TEXT EXTRACT:
— START —
Wednesday, January 7, 2009

Satyam Chairman Resigns After Falsifying Accounts


Satyam Computer Services Ltd. Chairman Ramalinga Raju resigned after saying he falsified earnings and assets, prompting a collapse in the stock of India’s fourth- largest software services provider.

Raju unsuccessfully tried to sell two companies to Satyam last month in a final attempt to plug 50.4 billion rupees ($1.04 billion) of “fictitious” cash on the company’s balance sheet, he wrote in a letter to Hyderabad-based Satyam’s board today. Profits have been inflated for “several years,” he said.

Satyam, which means “truth” in Sanskrit, plunged in New York trading, after earlier dragging down India’s benchmark index, in a scandal described as “horrifying” by markets regulator C.B. Bhave. Raju’s reign unraveled in the past month as a shareholder revolt blocked the asset purchases, the World Bank banned Satyam from bidding for contracts and four directors quit.

“This is a black day for India, the software sector and corporate governance claims,” Arun Kejriwal, founder of Kejriwal Research & Investment Services, said in Mumbai. “If at all there’s an event that could be the biggest setback for corporate India, it is this.”

Goldman Sachs Group Inc., Citigroup Inc., HSBC Holdings Plc, and Credit Suisse Group AG suspended coverage of Satyam, which slumped a record 78 percent in Mumbai. Bombay Stock Exchange spokesman Kalyan Bose said the bourse will examine whether to remove Satyam from the Sensitive Index after the benchmark tumbled 7.3 percent.

Satyam’s American depositary receipts fell $7.84, or 84 percent, to $1.51 at 7:34 a.m. in early New York trading.

‘Deep Shock’

“We’re in a deep state of shock by what’s been announced and we’re fairly happy that we sold when we did,” said Greg Kuhnert, a fund manager at Investec Asset Management Ltd. in London, which manages about $10 billion and sold its 0.15 percent stake in Satyam last month. “When we look at further investments in the country, we’ll have to get out a magnifying glass and really examine every bit very closely.”

Satyam maintains computer networks and provides outsourcing services for clients including Citigroup Inc., Nissan Motor Co. and Qantas Airways Ltd. The company employs about 53,000 people in Bangalore, Chennai and Hyderabad and competes with Infosys Technologies Ltd., Tata Consultancy Services Ltd. and Wipro Ltd.
— END —
EXERCISE INSTRUCTIONS:
Summarize the news report on the Satyam chairman's resignation in two sentences.

Items in a dataset:
— START —
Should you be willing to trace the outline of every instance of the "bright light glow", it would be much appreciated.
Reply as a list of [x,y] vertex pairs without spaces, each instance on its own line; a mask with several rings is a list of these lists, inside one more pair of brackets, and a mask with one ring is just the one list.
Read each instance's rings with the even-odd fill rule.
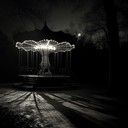
[[78,37],[80,37],[81,36],[81,33],[78,33],[78,35],[77,35]]
[[56,47],[52,46],[52,45],[37,45],[34,47],[34,49],[36,50],[56,50]]
[[66,52],[71,51],[75,48],[75,45],[71,45],[69,42],[60,42],[58,43],[55,40],[40,40],[40,41],[34,41],[34,40],[25,40],[22,43],[17,42],[16,47],[18,49],[23,49],[26,52],[32,51],[32,52],[39,52],[42,55],[42,60],[40,63],[40,71],[39,74],[51,74],[50,72],[50,62],[49,62],[49,54],[50,53],[57,53],[57,52]]

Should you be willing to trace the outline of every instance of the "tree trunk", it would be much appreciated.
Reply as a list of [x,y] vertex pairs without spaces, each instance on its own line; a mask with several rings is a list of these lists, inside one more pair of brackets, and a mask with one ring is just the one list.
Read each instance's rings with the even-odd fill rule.
[[103,0],[107,18],[109,43],[109,84],[114,86],[119,80],[119,31],[114,0]]

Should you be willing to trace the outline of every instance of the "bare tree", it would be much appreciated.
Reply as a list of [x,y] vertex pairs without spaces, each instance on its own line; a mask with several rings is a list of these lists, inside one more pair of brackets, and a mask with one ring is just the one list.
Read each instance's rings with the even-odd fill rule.
[[115,85],[119,79],[119,31],[115,1],[103,0],[109,43],[109,83]]

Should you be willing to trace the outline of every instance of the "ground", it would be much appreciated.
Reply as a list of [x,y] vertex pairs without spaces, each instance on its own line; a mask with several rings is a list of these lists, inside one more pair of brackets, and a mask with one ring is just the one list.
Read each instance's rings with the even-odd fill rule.
[[2,128],[126,128],[127,100],[107,89],[0,88]]

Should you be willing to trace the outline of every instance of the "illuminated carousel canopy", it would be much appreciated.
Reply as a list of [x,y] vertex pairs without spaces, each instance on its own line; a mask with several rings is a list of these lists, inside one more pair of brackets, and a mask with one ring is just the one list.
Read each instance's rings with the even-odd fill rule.
[[48,28],[46,22],[42,30],[25,31],[16,33],[13,36],[15,42],[23,42],[25,40],[40,41],[43,39],[55,40],[57,42],[70,42],[71,44],[76,43],[75,35],[70,35],[62,31],[52,31]]
[[41,54],[39,74],[42,75],[51,74],[49,54],[71,51],[75,48],[76,37],[62,31],[53,32],[47,27],[45,22],[42,30],[17,33],[14,35],[14,40],[18,49]]

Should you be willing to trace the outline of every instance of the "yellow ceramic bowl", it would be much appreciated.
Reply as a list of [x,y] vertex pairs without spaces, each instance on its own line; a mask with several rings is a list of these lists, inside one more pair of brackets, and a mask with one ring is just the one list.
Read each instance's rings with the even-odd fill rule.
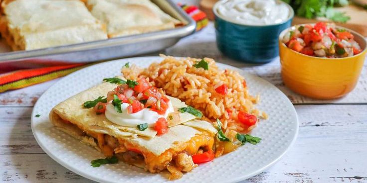
[[367,52],[366,40],[347,28],[363,51],[350,57],[325,58],[309,56],[288,48],[281,40],[292,26],[279,35],[279,56],[283,81],[286,86],[302,95],[318,99],[332,99],[347,94],[356,87]]

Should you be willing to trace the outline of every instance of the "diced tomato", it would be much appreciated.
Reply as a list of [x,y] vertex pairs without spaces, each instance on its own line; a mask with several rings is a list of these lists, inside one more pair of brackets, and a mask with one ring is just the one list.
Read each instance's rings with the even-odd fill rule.
[[223,84],[215,89],[215,92],[222,95],[226,95],[228,92],[228,87],[225,84]]
[[303,48],[303,49],[302,50],[301,50],[300,53],[304,54],[305,55],[310,55],[310,56],[314,55],[314,50],[312,49],[312,48],[310,47],[306,47]]
[[347,31],[338,32],[337,33],[337,37],[339,39],[353,39],[354,36],[350,32]]
[[94,106],[94,111],[96,111],[97,114],[102,114],[106,111],[106,105],[107,103],[102,103],[99,102]]
[[195,164],[210,162],[214,159],[212,151],[207,151],[201,154],[196,154],[191,156],[192,161]]
[[143,91],[149,89],[152,87],[149,82],[145,79],[145,78],[142,78],[138,81],[139,85],[134,87],[134,90],[137,92],[143,92]]
[[310,34],[311,35],[311,39],[313,42],[318,42],[323,38],[323,36],[318,32],[314,32],[313,31]]
[[156,111],[159,114],[164,114],[168,108],[168,104],[161,98],[152,104],[151,110]]
[[317,22],[315,24],[314,28],[319,34],[322,34],[323,33],[326,32],[326,29],[327,29],[326,23],[324,22]]
[[256,123],[257,117],[256,116],[250,114],[243,111],[239,111],[237,115],[239,122],[248,126],[251,126]]
[[139,112],[142,109],[142,104],[138,100],[133,100],[130,105],[129,105],[127,107],[128,112],[130,114]]
[[128,102],[128,98],[125,96],[124,94],[117,94],[117,97],[121,100],[123,102],[127,103]]
[[292,39],[289,41],[289,45],[288,46],[289,48],[299,52],[303,48],[303,46],[301,45],[301,43],[296,39]]
[[361,51],[362,51],[360,49],[359,49],[358,48],[356,48],[355,47],[353,47],[353,55],[357,55],[361,53]]
[[157,88],[152,87],[148,90],[146,90],[143,92],[143,98],[145,99],[149,98],[149,96],[153,96],[157,98]]
[[133,151],[138,154],[142,153],[142,151],[141,151],[140,150],[138,149],[135,149],[135,148],[128,148],[128,151]]
[[168,132],[168,122],[164,117],[161,117],[156,122],[154,130],[157,131],[158,135]]

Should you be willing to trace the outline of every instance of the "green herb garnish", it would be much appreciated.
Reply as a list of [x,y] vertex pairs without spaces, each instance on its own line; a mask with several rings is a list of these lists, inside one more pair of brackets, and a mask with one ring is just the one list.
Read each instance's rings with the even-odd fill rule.
[[345,23],[351,19],[345,13],[333,7],[348,4],[347,0],[282,0],[289,4],[297,16],[312,19],[325,17],[334,21]]
[[245,143],[246,142],[256,145],[261,140],[261,139],[259,137],[254,137],[248,134],[244,135],[239,133],[236,134],[236,138],[241,142],[241,145],[245,145]]
[[290,33],[289,35],[289,38],[292,38],[292,37],[293,37],[293,35],[294,35],[294,31],[291,31],[290,32],[289,32],[289,33]]
[[148,123],[145,123],[139,124],[138,125],[138,126],[137,126],[137,127],[139,129],[139,130],[144,131],[146,129],[148,128]]
[[118,78],[105,78],[104,81],[116,84],[125,84],[126,81]]
[[204,59],[201,59],[200,62],[196,63],[193,66],[196,68],[201,68],[205,70],[209,70],[209,64]]
[[92,108],[94,107],[96,105],[97,105],[97,103],[98,103],[99,102],[102,102],[102,103],[107,103],[107,98],[103,98],[103,96],[98,96],[97,99],[96,99],[94,100],[90,100],[90,101],[87,101],[85,102],[84,102],[84,106],[85,108]]
[[119,99],[119,97],[116,94],[113,95],[113,100],[112,100],[112,105],[115,107],[115,109],[117,112],[122,113],[121,110],[121,100]]
[[119,159],[117,157],[114,156],[110,158],[106,158],[105,159],[98,159],[97,160],[92,160],[90,162],[91,165],[93,167],[99,167],[102,165],[104,164],[113,164],[117,163]]
[[219,119],[216,119],[216,123],[218,124],[218,133],[217,133],[217,136],[218,139],[219,139],[221,141],[229,141],[229,139],[227,138],[223,133],[222,130],[222,127],[220,126],[220,120]]
[[190,106],[187,107],[181,107],[179,108],[179,112],[181,112],[181,113],[184,113],[185,112],[188,112],[190,114],[192,114],[199,118],[202,117],[202,113],[201,112],[201,111]]
[[134,88],[139,84],[134,80],[128,80],[128,81],[126,82],[126,84],[128,85],[129,88]]

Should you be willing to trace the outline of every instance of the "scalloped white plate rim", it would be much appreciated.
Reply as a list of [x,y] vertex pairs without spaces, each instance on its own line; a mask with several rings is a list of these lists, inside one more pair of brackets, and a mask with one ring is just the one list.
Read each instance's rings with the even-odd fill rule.
[[[181,57],[176,57],[176,58],[183,58]],[[90,69],[91,67],[93,68],[97,68],[98,66],[101,66],[102,65],[104,64],[108,64],[109,63],[111,62],[123,62],[123,63],[122,63],[121,66],[123,66],[123,64],[125,63],[126,62],[130,62],[130,63],[134,63],[134,62],[137,62],[139,60],[139,59],[152,59],[152,61],[157,61],[159,60],[162,60],[162,58],[161,57],[158,56],[148,56],[148,57],[132,57],[132,58],[123,58],[121,59],[118,59],[118,60],[111,60],[107,62],[102,62],[101,63],[95,64],[89,67],[87,67],[86,68],[83,68],[80,70],[77,71],[76,72],[74,72],[73,73],[71,73],[65,77],[64,77],[63,78],[61,79],[59,81],[58,81],[57,82],[53,84],[52,86],[51,86],[47,90],[46,90],[42,94],[42,95],[39,97],[39,98],[37,100],[37,101],[36,102],[36,103],[34,104],[34,106],[33,106],[33,109],[32,111],[32,114],[31,116],[31,128],[32,130],[32,132],[33,133],[33,136],[35,137],[35,139],[36,139],[36,141],[38,144],[38,145],[40,146],[41,148],[50,157],[51,157],[53,160],[55,161],[56,162],[57,162],[58,164],[61,165],[61,166],[63,166],[64,167],[66,168],[66,169],[76,173],[77,174],[79,175],[80,176],[83,177],[84,178],[87,178],[88,179],[90,179],[91,180],[98,182],[106,182],[106,180],[104,180],[103,179],[99,179],[98,177],[95,177],[92,176],[90,174],[88,174],[87,172],[85,172],[85,171],[83,171],[81,170],[75,169],[73,167],[70,166],[69,165],[69,164],[67,162],[65,162],[62,161],[62,160],[60,159],[59,158],[58,158],[58,157],[54,154],[54,153],[52,152],[51,151],[50,151],[49,149],[47,148],[47,147],[44,145],[44,144],[43,143],[43,142],[42,142],[40,139],[37,136],[37,132],[35,129],[36,129],[34,125],[35,125],[35,121],[36,121],[37,118],[35,116],[36,114],[36,111],[35,111],[34,109],[36,108],[36,107],[40,104],[40,103],[42,100],[43,97],[44,97],[44,96],[45,95],[45,94],[47,93],[49,90],[50,90],[50,89],[55,87],[55,86],[57,86],[59,83],[61,83],[62,81],[63,81],[64,80],[69,80],[70,79],[72,79],[75,75],[76,75],[78,74],[79,72],[83,72],[83,70]],[[236,70],[237,71],[240,72],[240,74],[243,76],[245,75],[249,75],[253,77],[256,78],[257,79],[259,80],[262,80],[262,82],[267,83],[267,84],[270,85],[274,86],[273,84],[270,83],[270,82],[268,82],[267,81],[264,80],[263,79],[255,76],[253,74],[248,74],[248,73],[244,73],[243,71],[241,70],[241,69],[236,68],[235,67],[230,66],[227,64],[222,64],[220,63],[216,63],[217,65],[218,66],[219,68],[222,68],[223,67],[225,67],[226,68],[229,68],[230,69],[232,69],[234,70]],[[148,64],[147,64],[147,66],[148,66]],[[92,86],[90,86],[91,87],[92,87]],[[288,99],[288,97],[281,92],[280,90],[276,88],[276,89],[278,90],[278,92],[281,93],[281,94],[284,95],[284,96],[285,97],[285,98],[287,99],[287,102],[289,103],[289,104],[290,104],[292,105],[292,112],[293,112],[295,114],[295,117],[296,119],[296,121],[295,121],[295,122],[296,123],[296,125],[295,126],[296,127],[296,129],[295,130],[295,133],[293,134],[293,138],[292,139],[292,141],[291,143],[289,144],[288,146],[287,147],[287,148],[281,153],[280,155],[278,156],[278,157],[274,159],[272,162],[268,163],[267,165],[264,166],[261,168],[258,169],[256,171],[253,171],[251,173],[247,174],[245,175],[243,175],[242,176],[237,177],[237,178],[233,178],[233,179],[228,180],[227,181],[225,182],[225,183],[236,183],[238,182],[239,181],[243,181],[246,179],[247,179],[248,178],[251,178],[253,176],[255,176],[257,175],[258,175],[262,172],[264,172],[266,170],[267,170],[268,168],[269,168],[270,167],[273,166],[274,164],[276,163],[285,154],[285,153],[290,149],[291,147],[293,146],[293,144],[294,144],[295,142],[296,141],[296,140],[297,139],[297,137],[298,135],[298,131],[299,131],[299,121],[298,121],[298,117],[297,115],[297,112],[296,111],[296,109],[294,108],[294,107],[293,105],[293,104],[292,104],[292,102],[289,100],[289,99]],[[75,93],[76,94],[76,93]],[[66,97],[64,99],[66,99],[67,97]],[[47,114],[47,116],[48,114]],[[221,157],[221,158],[225,158],[225,157]],[[196,168],[196,169],[199,168],[199,167]],[[184,175],[184,176],[189,176],[189,175]],[[171,182],[173,182],[174,181],[171,181]]]

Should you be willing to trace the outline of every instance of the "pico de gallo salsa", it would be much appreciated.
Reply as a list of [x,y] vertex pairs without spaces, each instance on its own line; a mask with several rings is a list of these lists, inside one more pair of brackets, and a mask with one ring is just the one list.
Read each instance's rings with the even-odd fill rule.
[[303,54],[333,58],[351,57],[362,51],[353,34],[334,24],[320,22],[295,28],[287,32],[282,41],[288,48]]

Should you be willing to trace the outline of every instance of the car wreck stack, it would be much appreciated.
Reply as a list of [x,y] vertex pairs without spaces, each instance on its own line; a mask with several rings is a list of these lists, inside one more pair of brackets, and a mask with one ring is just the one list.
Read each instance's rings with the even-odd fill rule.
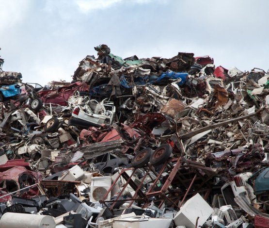
[[269,72],[95,49],[70,82],[0,73],[0,227],[269,227]]

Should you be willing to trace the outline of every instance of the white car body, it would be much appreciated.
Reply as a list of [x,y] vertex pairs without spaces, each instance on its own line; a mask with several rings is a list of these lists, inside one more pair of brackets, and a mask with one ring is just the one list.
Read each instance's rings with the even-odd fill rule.
[[[96,124],[111,124],[116,111],[114,103],[108,101],[106,98],[100,103],[95,100],[91,100],[85,103],[76,106],[72,113],[72,116],[86,121]],[[94,103],[94,110],[90,105]]]

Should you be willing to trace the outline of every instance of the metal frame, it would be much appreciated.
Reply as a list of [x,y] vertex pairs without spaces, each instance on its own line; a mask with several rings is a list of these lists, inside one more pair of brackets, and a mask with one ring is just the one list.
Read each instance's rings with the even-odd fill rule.
[[[172,163],[175,163],[172,164]],[[183,167],[182,166],[183,163],[184,163],[184,168],[190,168],[190,171],[186,173],[181,173],[179,171],[180,168]],[[119,199],[123,194],[127,187],[129,185],[134,190],[135,190],[135,192],[132,198],[129,199],[129,200],[130,200],[130,202],[129,204],[128,208],[130,208],[135,201],[143,201],[144,204],[142,206],[142,208],[146,208],[149,206],[150,203],[149,199],[152,197],[155,196],[157,198],[156,200],[155,200],[155,201],[160,201],[160,203],[158,205],[159,208],[162,206],[166,200],[167,200],[170,202],[175,208],[180,209],[180,207],[182,205],[183,202],[186,199],[187,196],[189,195],[194,195],[198,192],[206,192],[204,198],[207,198],[211,191],[210,186],[207,186],[207,187],[205,188],[202,188],[202,187],[205,185],[209,185],[207,183],[207,181],[211,178],[212,178],[212,177],[216,175],[216,173],[213,170],[210,168],[205,167],[204,164],[201,164],[201,163],[199,163],[192,162],[190,160],[187,160],[183,157],[172,158],[165,161],[162,166],[160,168],[159,171],[158,172],[158,173],[157,173],[154,170],[152,169],[152,166],[151,164],[142,168],[145,170],[145,173],[142,179],[140,180],[140,183],[138,185],[137,185],[132,179],[132,177],[136,172],[137,169],[129,168],[122,170],[116,179],[114,180],[113,183],[110,187],[107,193],[104,196],[103,199],[100,201],[100,202],[103,203],[106,205],[106,202],[113,202],[112,205],[110,207],[110,209],[112,210],[117,202],[127,201],[125,199],[120,200]],[[162,173],[166,169],[170,171],[168,177],[162,186],[161,189],[160,190],[154,191],[154,188],[156,187],[157,183],[161,177]],[[195,170],[191,170],[191,169],[194,169]],[[207,178],[206,179],[204,178],[199,172],[196,171],[196,169],[203,170],[204,172],[207,175]],[[127,173],[126,173],[126,171],[127,170],[132,170],[132,172],[130,176],[129,176]],[[150,171],[152,171],[156,174],[157,177],[155,180],[154,180],[151,177],[150,174],[149,173]],[[191,177],[190,179],[188,179],[184,176],[184,175],[190,175],[193,174],[194,176],[192,176],[192,177]],[[141,190],[141,188],[143,185],[144,180],[147,176],[149,177],[154,182],[151,187],[145,194]],[[119,193],[115,200],[109,201],[105,200],[105,199],[107,197],[109,193],[111,192],[113,189],[116,185],[117,181],[121,177],[122,177],[126,181],[126,182],[124,185],[121,192]],[[179,181],[180,184],[186,188],[187,190],[184,195],[182,195],[182,194],[178,194],[176,193],[176,191],[173,191],[173,190],[170,189],[170,187],[171,186],[171,183],[173,180],[175,179],[175,178],[177,179],[177,180]],[[195,184],[197,190],[190,191],[191,188],[194,186],[195,181],[198,180],[201,182],[201,180],[202,183],[198,182],[196,183]],[[178,206],[178,204],[181,199],[182,199],[181,200],[180,204]]]

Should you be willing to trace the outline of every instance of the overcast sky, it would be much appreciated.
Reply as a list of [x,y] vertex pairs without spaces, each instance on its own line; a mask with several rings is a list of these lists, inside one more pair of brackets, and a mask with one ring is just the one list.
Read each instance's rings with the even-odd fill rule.
[[44,85],[71,81],[105,44],[126,58],[208,55],[217,65],[269,68],[268,0],[0,0],[3,69]]

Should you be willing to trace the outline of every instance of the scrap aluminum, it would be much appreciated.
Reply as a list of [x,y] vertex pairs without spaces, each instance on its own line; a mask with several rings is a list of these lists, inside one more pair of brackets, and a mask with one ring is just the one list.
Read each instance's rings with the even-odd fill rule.
[[269,72],[95,49],[45,86],[0,59],[0,227],[269,227]]

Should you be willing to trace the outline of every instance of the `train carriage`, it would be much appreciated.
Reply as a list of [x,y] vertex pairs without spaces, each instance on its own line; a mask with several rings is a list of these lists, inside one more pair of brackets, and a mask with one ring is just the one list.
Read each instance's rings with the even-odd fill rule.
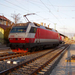
[[51,28],[27,22],[12,27],[10,47],[14,52],[26,52],[60,44],[59,33]]

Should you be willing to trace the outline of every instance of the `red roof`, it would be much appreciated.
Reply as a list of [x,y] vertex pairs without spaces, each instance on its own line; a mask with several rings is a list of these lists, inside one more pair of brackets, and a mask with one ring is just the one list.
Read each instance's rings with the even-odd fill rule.
[[3,24],[0,24],[0,27],[3,28],[4,30],[10,26],[6,26],[6,25],[3,25]]
[[10,21],[9,19],[7,19],[6,17],[1,16],[1,15],[0,15],[0,19],[5,20],[5,21]]

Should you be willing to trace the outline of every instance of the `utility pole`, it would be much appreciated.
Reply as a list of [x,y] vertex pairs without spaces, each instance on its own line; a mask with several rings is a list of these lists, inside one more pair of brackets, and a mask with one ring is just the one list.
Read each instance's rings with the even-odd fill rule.
[[56,24],[57,24],[57,23],[54,23],[54,29],[55,29],[55,30],[56,30]]

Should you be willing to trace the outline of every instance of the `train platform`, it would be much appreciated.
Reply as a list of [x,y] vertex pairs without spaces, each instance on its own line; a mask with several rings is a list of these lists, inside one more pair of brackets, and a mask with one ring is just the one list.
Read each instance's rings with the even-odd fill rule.
[[75,44],[70,46],[50,75],[75,75]]

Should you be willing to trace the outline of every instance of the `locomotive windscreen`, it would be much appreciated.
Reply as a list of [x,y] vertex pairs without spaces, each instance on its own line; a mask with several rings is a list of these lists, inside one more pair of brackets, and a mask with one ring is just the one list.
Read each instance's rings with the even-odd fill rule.
[[11,29],[10,33],[26,32],[26,29],[27,29],[27,26],[16,26]]

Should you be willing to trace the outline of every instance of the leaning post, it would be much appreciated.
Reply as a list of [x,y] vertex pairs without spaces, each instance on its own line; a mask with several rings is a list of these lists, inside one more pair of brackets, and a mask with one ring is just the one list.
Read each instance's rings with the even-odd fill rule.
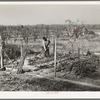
— END —
SOLVED PROBLEM:
Satyam Computer Services chairman Ramalinga Raju resigned after saying he had falsified the company's earnings and assets, including 50.4 billion rupees of fictitious cash that he had unsuccessfully tried to cover by selling two companies to Satyam. The stock collapsed by a record 78 percent in Mumbai and its American depositary receipts fell 84 percent in early New York trading, while several banks suspended coverage and the Bombay Stock Exchange said it would examine removing Satyam from the Sensitive Index.